▶ DO THIS: Reproduce the lines below word for word, leaving out the pictures.

[A few records]
........

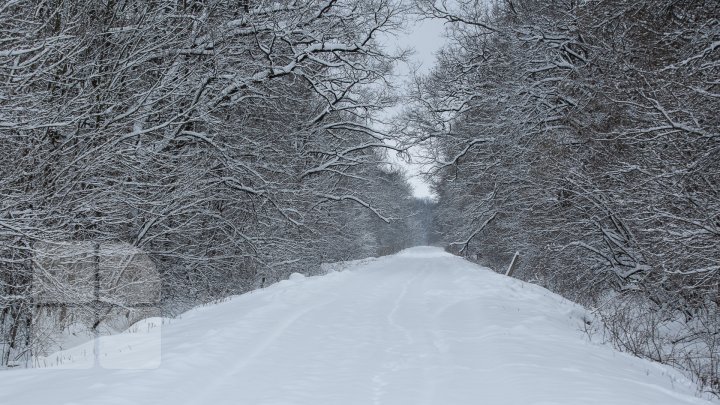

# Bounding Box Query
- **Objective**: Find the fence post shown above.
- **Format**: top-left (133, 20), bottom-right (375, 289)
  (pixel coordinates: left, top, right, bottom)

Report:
top-left (505, 252), bottom-right (520, 277)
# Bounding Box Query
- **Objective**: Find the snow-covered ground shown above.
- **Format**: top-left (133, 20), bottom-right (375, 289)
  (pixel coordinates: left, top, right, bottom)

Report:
top-left (0, 248), bottom-right (709, 405)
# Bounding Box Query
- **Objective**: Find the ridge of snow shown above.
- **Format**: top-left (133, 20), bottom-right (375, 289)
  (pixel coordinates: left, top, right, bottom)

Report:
top-left (0, 247), bottom-right (711, 405)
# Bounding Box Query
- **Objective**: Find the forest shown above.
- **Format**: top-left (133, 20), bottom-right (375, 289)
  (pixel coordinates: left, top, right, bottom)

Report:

........

▶ THE COMPLETED TASK:
# Bounding Box Query
- **Objective**: Find the fence post shown above.
- **Format**: top-left (133, 20), bottom-right (375, 289)
  (pixel coordinates: left, top, right, bottom)

Report:
top-left (505, 252), bottom-right (520, 277)
# Bounding Box Query
- **Objective**: Find the snow-covered ground shown above.
- **Format**: top-left (133, 20), bottom-right (375, 289)
  (pixel coordinates: left, top, right, bottom)

Report:
top-left (0, 248), bottom-right (709, 405)
# Bounding Box Query
- **Objective**: Find the ridge of snow shown above.
- **Format**: top-left (133, 20), bottom-right (375, 289)
  (pixel coordinates: left, top, right, bottom)

Report:
top-left (0, 247), bottom-right (711, 405)
# Bounding Box Query
- **Objective**: Find the forest shown above.
- **Format**: top-left (133, 20), bottom-right (375, 289)
  (pixel coordinates: left, top, right, bottom)

Report:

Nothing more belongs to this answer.